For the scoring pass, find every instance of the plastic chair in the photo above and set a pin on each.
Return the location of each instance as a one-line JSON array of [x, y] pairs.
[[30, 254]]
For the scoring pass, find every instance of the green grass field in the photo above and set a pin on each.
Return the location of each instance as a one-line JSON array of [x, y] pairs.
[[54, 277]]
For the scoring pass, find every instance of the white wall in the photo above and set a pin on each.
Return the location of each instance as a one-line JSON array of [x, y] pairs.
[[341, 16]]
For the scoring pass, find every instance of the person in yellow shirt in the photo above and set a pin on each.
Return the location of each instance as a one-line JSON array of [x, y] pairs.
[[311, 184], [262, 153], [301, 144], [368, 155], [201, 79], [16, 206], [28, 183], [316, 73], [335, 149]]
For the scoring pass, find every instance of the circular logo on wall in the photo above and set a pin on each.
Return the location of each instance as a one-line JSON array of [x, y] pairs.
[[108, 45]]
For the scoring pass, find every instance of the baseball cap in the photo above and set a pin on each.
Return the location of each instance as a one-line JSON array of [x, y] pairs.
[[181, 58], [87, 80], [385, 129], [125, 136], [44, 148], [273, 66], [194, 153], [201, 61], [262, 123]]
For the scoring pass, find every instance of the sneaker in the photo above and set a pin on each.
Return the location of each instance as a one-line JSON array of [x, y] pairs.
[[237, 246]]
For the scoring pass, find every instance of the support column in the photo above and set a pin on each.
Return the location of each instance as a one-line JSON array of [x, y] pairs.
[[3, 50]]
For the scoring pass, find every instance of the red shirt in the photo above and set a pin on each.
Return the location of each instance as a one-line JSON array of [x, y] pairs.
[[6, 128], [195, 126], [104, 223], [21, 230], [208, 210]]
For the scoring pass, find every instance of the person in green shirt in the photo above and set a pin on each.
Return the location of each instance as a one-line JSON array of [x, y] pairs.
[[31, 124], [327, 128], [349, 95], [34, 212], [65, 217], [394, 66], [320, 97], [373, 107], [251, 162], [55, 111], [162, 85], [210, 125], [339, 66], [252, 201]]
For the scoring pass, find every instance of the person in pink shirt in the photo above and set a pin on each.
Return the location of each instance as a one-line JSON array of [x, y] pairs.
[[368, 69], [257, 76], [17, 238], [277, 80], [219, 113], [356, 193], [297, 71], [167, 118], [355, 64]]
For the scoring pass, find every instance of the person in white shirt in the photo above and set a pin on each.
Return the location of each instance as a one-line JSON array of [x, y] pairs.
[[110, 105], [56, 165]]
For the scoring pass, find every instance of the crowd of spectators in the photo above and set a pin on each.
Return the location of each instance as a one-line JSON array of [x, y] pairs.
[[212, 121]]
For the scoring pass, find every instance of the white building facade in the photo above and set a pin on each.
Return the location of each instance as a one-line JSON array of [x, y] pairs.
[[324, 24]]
____
Copy the whole listing above line for line, with no changes.

SOLUTION TO THIS PROBLEM:
For the scoring pass, find every instance of the plastic chair in the photo above and set a pin on each.
Return the location of each instance as a one-line JSON array of [x, y] pairs.
[[30, 254]]
For the scoring pass, find every instance of the green grass field in the photo above and set a pin on each.
Return the location of each instance as a one-line JSON array of [x, y] pairs.
[[54, 277]]
For the scoring pass, find every instance of the white wall in the photo above and set a pin on each.
Return the location of each instance as a one-line JSON array of [x, y] pairs.
[[341, 16]]
For the scoring pass, find every instance of the person in yellow shirt in the photo above and set a pin on each.
Return the location of each instance as a one-line JSON array of [x, y] pairs.
[[311, 184], [262, 153], [301, 144], [368, 155], [201, 79], [16, 206], [28, 183], [316, 73], [335, 149]]
For the scoring pass, find every instance of the circular logo on wall in the photo above and set a pin on each.
Return the location of each instance as a one-line JSON array of [x, y] pairs.
[[108, 45]]
For the scoring pass, find every instance of the baseball cap in the photo above and set a pin on each.
Return the location of each instance as a one-line JSON array of [x, y] pairs.
[[181, 58], [87, 80], [385, 129], [125, 136], [44, 148], [273, 66], [194, 153], [201, 61], [262, 123]]
For the scoring pass, find every instance of the sneaker in the photo above and set a pin on each.
Return the location of each instance as a one-line JSON array of [x, y] pairs.
[[237, 246]]
For the scoring pass, find every instance of the support column in the photo above and set a pin on each.
Return the location of each instance as a one-line JSON array of [x, y] pairs.
[[3, 50]]
For the scoring pass, find every instance of the red shirt in the photo above and set a pin on each.
Return the location of each instance as a one-line JSON array of [x, y] pairs.
[[6, 128], [195, 126], [104, 223], [21, 230], [208, 210]]
For the scoring pass, find every instance of the person in green shirt in the photo above and set a pin on each.
Return the location of each instance as a one-line JSON array of [x, y] pairs.
[[31, 124], [327, 128], [349, 95], [34, 212], [65, 217], [394, 66], [320, 97], [373, 107], [251, 162], [55, 111], [162, 85], [210, 125], [339, 66], [252, 201]]
For the scoring pass, find every instance of the person in pink shirt in the photo above and set a pin on each.
Return the location of each instance as a one-line JSON array of [x, y] pairs.
[[368, 69], [257, 76], [17, 238], [277, 80], [219, 113], [356, 193], [297, 71], [167, 118], [355, 64]]
For the scoring pass, find every instance of the person in white shirt in the photo above and set a pin on each.
Return the location of each instance as a one-line JSON array of [x, y] pairs.
[[110, 105], [56, 165]]
For the scoring pass, find every instance of the crowd of spectators in the photo above and set a pin on each.
Return the location of each instance as a one-line JSON array of [x, y] pairs.
[[212, 121]]
For the scoring pass, find every instance of the white building facade in the photo above and set a pin on each.
Return the location of each instance as a one-line JSON array of [x, y] pairs.
[[324, 24]]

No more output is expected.